Page excerpt:
──────
Moreover, President Biden can do more to use his executive powers to ensure TVA is leading a just clean energy transition in the Southeast U.S. The administration should consider an executive order directing TVA and other federal utilities to serve the public by scaling up clean energy, powering major electrification efforts across the economy, and scaling back climate pollution in line with national targets. 

The time has never been better to transition away from fossil fuels. Thanks to the IRA’s investments in clean energy, 99 percent of U.S. coal plants are more expensive to run than their solar or wind counterparts. Similarly, 99 percent of proposed gas plants are more expensive than an equivalent clean energy portfolio. Furthermore, direct pay” tax credits make massive clean energy incentives available in full to public utilities for the first time. It simply doesn’t make financial sense for TVA—or its paying customers—to tie itself to the sinking ship of expensive, unreliable fossil fuels.
──────
List of tasks:
A – Reproduce the part of the TVA passage starting with "Moreover, President Biden" and going on through "with national targets.".
B – In the TVA passage, what percentage of U.S. coal plants are said to be more expensive to run than their solar or wind counterparts?
The records have no connection to the TVA passage.

[Dataset excerpts]
──────
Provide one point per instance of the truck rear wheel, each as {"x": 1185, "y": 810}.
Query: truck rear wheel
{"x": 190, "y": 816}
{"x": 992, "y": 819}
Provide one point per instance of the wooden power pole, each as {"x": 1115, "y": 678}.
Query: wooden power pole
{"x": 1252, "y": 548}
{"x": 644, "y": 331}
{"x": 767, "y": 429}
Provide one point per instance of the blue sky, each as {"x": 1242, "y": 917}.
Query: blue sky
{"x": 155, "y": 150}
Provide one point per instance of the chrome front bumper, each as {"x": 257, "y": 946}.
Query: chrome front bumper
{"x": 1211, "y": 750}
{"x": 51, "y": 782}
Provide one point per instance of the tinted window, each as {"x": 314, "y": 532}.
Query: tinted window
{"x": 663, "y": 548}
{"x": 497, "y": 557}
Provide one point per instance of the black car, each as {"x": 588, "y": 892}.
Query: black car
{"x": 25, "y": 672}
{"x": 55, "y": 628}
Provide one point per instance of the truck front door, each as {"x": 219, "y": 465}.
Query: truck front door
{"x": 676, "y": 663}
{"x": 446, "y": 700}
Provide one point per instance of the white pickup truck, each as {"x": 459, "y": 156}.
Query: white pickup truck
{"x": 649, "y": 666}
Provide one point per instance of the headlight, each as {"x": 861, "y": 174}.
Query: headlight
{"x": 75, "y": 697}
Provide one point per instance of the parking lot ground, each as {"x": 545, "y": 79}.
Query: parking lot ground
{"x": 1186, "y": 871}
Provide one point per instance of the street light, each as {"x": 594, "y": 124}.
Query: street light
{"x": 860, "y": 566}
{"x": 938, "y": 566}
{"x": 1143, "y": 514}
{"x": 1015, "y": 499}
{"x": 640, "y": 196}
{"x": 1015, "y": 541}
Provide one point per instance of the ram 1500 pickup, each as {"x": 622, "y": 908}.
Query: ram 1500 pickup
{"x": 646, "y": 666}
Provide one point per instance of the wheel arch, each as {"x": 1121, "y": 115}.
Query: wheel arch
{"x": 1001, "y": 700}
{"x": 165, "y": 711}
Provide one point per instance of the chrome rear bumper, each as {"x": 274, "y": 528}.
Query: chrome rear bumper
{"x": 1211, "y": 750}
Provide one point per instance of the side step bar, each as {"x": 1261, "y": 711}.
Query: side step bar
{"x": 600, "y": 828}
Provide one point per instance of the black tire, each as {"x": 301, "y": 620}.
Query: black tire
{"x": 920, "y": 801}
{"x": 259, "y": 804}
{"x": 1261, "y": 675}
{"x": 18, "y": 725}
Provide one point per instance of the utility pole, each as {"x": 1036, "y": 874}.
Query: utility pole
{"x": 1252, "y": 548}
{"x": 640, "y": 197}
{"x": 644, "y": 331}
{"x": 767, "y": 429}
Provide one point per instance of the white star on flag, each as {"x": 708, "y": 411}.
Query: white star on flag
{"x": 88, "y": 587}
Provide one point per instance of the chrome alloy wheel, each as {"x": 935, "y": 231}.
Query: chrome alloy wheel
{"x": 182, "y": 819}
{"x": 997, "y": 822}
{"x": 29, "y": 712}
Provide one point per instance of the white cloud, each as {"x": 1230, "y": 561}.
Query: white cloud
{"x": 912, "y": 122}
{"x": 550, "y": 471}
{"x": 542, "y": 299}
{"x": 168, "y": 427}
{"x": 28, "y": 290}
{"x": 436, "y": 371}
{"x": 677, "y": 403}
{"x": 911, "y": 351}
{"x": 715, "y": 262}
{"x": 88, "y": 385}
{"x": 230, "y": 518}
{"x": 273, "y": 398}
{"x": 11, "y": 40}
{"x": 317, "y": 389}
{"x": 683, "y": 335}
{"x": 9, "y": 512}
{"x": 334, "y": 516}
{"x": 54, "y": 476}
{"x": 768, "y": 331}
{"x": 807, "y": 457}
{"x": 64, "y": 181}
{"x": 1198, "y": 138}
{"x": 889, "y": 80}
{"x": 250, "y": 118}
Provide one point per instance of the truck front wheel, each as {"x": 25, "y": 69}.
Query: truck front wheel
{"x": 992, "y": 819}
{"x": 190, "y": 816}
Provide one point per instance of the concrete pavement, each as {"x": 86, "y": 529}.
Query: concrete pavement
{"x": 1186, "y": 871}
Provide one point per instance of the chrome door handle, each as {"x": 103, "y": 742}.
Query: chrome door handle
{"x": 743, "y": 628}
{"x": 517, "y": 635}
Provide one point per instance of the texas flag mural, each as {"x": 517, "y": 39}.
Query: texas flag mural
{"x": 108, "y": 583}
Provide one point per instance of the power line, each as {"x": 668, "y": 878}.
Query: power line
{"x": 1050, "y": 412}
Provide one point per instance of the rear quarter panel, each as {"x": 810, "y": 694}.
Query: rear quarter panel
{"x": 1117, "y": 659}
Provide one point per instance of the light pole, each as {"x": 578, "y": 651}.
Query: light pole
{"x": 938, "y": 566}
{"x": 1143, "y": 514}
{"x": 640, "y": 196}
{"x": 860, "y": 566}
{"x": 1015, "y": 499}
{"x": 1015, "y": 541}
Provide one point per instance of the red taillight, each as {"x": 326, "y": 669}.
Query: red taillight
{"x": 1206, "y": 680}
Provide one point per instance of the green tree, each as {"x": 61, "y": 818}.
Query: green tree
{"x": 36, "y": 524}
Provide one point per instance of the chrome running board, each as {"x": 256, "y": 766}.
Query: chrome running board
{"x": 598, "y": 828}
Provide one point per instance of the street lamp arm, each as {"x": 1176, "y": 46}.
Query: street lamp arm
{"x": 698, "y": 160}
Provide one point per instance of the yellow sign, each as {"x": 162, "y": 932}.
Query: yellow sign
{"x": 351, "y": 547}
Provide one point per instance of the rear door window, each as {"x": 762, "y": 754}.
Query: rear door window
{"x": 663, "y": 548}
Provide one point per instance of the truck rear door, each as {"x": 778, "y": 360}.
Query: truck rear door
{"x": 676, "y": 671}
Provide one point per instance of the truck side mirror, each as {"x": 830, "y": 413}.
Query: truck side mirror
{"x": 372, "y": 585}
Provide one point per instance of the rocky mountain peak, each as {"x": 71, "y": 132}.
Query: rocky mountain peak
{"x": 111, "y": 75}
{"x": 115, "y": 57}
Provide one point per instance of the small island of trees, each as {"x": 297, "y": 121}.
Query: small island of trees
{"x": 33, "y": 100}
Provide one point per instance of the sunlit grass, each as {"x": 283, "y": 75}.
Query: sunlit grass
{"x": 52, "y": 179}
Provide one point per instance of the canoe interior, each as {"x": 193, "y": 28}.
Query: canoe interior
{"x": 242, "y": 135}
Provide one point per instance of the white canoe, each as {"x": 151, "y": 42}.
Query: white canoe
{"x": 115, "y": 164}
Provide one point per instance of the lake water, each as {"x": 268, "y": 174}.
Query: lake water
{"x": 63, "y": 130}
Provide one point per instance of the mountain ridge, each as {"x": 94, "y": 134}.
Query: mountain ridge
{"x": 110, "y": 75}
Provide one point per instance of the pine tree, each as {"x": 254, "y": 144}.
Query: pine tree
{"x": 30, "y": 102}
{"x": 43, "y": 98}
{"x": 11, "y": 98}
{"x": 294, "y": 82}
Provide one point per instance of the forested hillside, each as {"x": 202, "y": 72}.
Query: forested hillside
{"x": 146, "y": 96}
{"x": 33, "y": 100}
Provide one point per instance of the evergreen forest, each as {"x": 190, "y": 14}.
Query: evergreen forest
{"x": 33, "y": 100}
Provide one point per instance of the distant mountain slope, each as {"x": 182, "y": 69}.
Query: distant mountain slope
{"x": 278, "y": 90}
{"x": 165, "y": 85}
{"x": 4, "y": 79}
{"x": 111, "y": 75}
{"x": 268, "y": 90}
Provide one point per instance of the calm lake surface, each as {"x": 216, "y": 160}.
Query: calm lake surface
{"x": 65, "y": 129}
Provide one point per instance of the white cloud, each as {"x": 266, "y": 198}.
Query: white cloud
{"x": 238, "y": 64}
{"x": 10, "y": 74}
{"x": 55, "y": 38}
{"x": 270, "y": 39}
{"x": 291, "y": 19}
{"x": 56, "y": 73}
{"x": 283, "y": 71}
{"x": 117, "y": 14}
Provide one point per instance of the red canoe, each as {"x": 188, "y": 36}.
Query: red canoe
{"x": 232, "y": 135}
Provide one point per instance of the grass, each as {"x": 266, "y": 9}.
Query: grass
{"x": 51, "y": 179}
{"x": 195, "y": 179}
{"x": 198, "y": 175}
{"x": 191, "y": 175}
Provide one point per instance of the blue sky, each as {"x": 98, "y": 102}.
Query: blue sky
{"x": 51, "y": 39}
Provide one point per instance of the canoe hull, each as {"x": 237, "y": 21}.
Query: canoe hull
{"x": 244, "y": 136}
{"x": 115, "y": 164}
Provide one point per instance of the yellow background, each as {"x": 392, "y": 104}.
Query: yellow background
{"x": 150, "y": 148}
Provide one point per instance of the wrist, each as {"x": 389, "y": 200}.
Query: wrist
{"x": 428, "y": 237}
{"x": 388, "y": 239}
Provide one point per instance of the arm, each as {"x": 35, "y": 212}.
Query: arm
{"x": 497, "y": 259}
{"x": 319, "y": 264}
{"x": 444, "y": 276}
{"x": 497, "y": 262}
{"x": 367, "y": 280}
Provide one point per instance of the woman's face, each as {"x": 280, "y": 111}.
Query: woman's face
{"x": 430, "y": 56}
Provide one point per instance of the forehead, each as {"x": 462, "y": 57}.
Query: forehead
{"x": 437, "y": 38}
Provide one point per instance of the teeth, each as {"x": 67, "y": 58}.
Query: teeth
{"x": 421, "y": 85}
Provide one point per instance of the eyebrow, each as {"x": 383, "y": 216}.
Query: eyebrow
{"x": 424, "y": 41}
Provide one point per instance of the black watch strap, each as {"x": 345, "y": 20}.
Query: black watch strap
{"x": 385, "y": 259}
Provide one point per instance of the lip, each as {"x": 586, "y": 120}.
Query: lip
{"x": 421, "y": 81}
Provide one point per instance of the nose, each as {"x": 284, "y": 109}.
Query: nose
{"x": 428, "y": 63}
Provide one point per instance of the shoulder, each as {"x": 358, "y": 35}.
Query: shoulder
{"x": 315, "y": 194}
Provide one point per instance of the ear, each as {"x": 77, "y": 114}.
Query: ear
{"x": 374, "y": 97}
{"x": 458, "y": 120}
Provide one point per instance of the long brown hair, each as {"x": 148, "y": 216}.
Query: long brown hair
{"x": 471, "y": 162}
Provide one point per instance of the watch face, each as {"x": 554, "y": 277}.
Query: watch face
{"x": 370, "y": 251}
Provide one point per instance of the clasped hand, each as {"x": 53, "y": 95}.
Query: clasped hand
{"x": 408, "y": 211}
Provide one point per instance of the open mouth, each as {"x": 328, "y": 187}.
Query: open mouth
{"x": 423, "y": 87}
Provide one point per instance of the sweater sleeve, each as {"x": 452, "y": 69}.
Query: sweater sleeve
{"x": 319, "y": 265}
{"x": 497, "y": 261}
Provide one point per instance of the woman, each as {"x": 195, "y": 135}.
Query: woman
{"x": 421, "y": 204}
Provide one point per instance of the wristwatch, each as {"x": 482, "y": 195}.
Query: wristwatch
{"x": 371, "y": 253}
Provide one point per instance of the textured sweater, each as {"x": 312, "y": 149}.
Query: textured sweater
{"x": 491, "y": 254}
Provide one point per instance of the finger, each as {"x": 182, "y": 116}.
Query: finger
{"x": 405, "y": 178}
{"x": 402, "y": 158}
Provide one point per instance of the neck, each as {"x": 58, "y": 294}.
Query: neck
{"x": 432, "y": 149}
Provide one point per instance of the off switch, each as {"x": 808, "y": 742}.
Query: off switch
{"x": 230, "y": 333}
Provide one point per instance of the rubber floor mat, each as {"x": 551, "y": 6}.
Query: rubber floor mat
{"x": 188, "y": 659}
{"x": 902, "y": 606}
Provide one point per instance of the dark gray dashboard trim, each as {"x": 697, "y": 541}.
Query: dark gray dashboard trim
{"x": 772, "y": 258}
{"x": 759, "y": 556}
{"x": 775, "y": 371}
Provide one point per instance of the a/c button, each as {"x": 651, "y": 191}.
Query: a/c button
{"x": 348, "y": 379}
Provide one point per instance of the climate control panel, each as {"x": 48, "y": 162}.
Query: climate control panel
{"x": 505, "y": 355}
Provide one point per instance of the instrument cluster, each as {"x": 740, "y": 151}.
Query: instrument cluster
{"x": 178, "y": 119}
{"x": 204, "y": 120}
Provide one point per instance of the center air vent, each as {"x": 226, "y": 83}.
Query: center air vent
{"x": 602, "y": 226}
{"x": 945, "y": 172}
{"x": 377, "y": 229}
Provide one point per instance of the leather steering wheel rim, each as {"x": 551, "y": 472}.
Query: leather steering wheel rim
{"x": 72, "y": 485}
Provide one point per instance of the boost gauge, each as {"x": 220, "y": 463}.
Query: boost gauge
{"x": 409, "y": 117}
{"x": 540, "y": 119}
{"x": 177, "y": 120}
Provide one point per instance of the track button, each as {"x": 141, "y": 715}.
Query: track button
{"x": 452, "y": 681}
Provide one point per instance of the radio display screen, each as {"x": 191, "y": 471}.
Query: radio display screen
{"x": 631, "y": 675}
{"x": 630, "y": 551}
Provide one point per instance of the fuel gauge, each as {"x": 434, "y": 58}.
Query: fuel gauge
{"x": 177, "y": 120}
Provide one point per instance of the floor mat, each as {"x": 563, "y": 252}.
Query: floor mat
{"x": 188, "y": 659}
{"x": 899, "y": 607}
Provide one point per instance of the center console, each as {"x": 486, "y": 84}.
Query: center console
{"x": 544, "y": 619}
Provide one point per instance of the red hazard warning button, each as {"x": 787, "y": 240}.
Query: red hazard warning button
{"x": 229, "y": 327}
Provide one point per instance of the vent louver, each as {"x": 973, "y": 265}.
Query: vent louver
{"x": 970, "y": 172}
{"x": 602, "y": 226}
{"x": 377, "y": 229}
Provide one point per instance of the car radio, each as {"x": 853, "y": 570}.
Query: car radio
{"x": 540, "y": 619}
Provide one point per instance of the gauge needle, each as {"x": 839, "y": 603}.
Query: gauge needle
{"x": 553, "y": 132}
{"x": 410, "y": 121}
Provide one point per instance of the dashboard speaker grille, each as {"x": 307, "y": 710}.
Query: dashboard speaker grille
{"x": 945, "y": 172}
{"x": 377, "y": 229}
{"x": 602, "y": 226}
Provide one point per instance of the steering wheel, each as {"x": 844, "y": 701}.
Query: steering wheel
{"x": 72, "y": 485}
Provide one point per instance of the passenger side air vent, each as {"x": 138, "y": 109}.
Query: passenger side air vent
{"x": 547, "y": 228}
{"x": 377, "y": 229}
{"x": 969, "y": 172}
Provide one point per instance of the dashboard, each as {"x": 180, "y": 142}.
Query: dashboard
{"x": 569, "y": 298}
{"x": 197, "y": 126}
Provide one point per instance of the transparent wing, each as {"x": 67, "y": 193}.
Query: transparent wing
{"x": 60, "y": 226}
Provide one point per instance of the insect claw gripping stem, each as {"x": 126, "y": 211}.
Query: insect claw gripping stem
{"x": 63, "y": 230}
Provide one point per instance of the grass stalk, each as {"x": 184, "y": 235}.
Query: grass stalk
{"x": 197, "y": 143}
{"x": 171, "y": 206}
──────
Task solutions:
A –
Moreover, President Biden can do more to use his executive powers to ensure TVA is leading a just clean energy transition in the Southeast U.S. The administration should consider an executive order directing TVA and other federal utilities to serve the public by scaling up clean energy, powering major electrification efforts across the economy, and scaling back climate pollution in line with national targets.

B – 99 percent